Soal Latihan:
1. Tentukan apakah setiap pernyataan berikut sesuai dengan kutipan tentang Gus Dur, lalu jawab ya atau tidak disertai kata-kata penentu dari kutipan tersebut. (a) Penobatan Gus Dur sebagai "Bapak Tionghoa" berlangsung di Klenteng Tay Kak Sie. (b) Moeslim Abdurrahman disebut sebagai tokoh Nahdlatul Ulama. (c) Pernyataan Moeslim Abdurrahman tentang Gus Dur dimuat di Kompas pada tahun 2004.
2. Salin secara persis bagian kutipan tentang Gus Dur yang dimulai pada kata-kata "Gus Dur bukan" dan berhenti setelah kata-kata "istiadat yang berbeda.".

Kutipan Teks:
┄┄┄┄┄┄┄┄┄┄

Sumber gambar: gusdurfiles.com |
Pada 10 Maret 2004, beberapa tokoh Tionghoa di Klenteng Tay Kak Sie, Gang Lombok, yang sering
dikenal sebagai Kawasan ‘pecinan’ di Semarang Jawa Tengah, mentahbiskan KH Abdurrahman
Wahid sebagai “Bapak Tionghoa”.
Gus Dur bukan hanya banyak melahirkan pemikiran dan kebijakan
yang menghormati masyarakat Tionghoa, tetapi juga mensejajarkan mereka dengan
semua kelompok yang ada di Indonesia dari berbagai agama, suku, dan adat
istiadat yang berbeda.
Gus Dur adalah tokoh agama yang selalu ‘pasang badan’ atas tindakan
diskriminatif terhadap etnis Tionghoa dan kelompok nonmuslim lainnya, baik yang
dilakukan oleh kelompok Islam sendiri maupun rezim Orde Baru. Ia merupakan
pembela bagi berbagai kelompok yang termarginalkan.
Tokoh Muhammadiyah, Moeslim Abdurrahman, menyebut Gus Dur sebagai
tokoh yang konsisten memperjuangkan hak-hak minoritas dan korban pelanggaran
hak asasi manusia (Kompas, 5 Agustus
2005).

┄┄┄┄┄┄┄┄┄┄

[Anotasi poligon untuk foto]
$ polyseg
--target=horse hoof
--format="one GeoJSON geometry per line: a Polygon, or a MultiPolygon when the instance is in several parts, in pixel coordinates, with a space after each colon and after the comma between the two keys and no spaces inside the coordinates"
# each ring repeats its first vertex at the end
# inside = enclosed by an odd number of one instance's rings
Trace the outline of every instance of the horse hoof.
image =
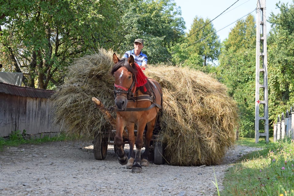
{"type": "Polygon", "coordinates": [[[133,164],[134,163],[134,158],[131,157],[128,160],[128,163],[126,164],[126,168],[127,169],[131,169],[133,167],[133,164]]]}
{"type": "Polygon", "coordinates": [[[119,162],[121,165],[123,165],[128,163],[128,159],[126,156],[125,156],[122,158],[119,157],[119,162]]]}
{"type": "Polygon", "coordinates": [[[141,171],[142,168],[133,166],[132,168],[132,172],[133,173],[141,173],[141,171]]]}
{"type": "Polygon", "coordinates": [[[145,159],[143,159],[141,160],[141,165],[142,166],[148,167],[149,166],[149,162],[145,159]]]}

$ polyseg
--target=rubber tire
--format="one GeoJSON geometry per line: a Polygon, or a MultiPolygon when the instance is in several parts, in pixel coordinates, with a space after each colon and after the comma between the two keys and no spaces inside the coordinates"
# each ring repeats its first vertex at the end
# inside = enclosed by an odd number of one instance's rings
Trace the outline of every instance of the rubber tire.
{"type": "Polygon", "coordinates": [[[108,146],[107,140],[98,135],[94,138],[93,151],[94,157],[96,160],[104,160],[106,157],[108,146]]]}
{"type": "Polygon", "coordinates": [[[164,148],[162,143],[160,141],[155,141],[154,144],[154,164],[156,165],[164,164],[164,158],[163,156],[164,148]]]}

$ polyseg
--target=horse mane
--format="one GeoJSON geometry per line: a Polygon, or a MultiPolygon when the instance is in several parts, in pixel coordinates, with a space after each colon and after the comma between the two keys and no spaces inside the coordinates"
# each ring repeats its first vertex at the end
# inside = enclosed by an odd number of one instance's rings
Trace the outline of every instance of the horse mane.
{"type": "MultiPolygon", "coordinates": [[[[111,75],[113,76],[114,72],[122,67],[126,68],[128,71],[134,74],[134,75],[135,76],[135,78],[136,78],[138,74],[138,71],[136,69],[135,66],[139,66],[137,63],[134,62],[134,65],[133,66],[130,66],[128,62],[128,59],[127,58],[123,58],[116,63],[113,66],[111,69],[111,71],[110,72],[111,75]]],[[[147,82],[143,86],[137,87],[136,91],[137,92],[138,90],[140,90],[144,94],[148,94],[151,96],[153,90],[152,87],[152,85],[150,84],[150,81],[149,81],[149,80],[148,78],[147,80],[147,82]],[[146,89],[147,90],[146,90],[146,89]]],[[[137,82],[137,81],[136,81],[136,82],[137,82]]]]}

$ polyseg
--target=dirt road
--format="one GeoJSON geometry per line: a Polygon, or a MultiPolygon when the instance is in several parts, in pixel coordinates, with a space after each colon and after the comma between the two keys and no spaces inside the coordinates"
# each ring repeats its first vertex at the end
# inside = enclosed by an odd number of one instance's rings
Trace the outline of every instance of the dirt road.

┄┄┄┄┄┄┄┄┄┄

Kunci Jawaban:
1.
(a) Ya: "beberapa tokoh Tionghoa di Klenteng Tay Kak Sie, Gang Lombok"
(b) Tidak: "Tokoh Muhammadiyah, Moeslim Abdurrahman"
(c) Tidak: "(Kompas, 5 Agustus 2005)"

2.
Gus Dur bukan hanya banyak melahirkan pemikiran dan kebijakan
yang menghormati masyarakat Tionghoa, tetapi juga mensejajarkan mereka dengan
semua kelompok yang ada di Indonesia dari berbagai agama, suku, dan adat
istiadat yang berbeda.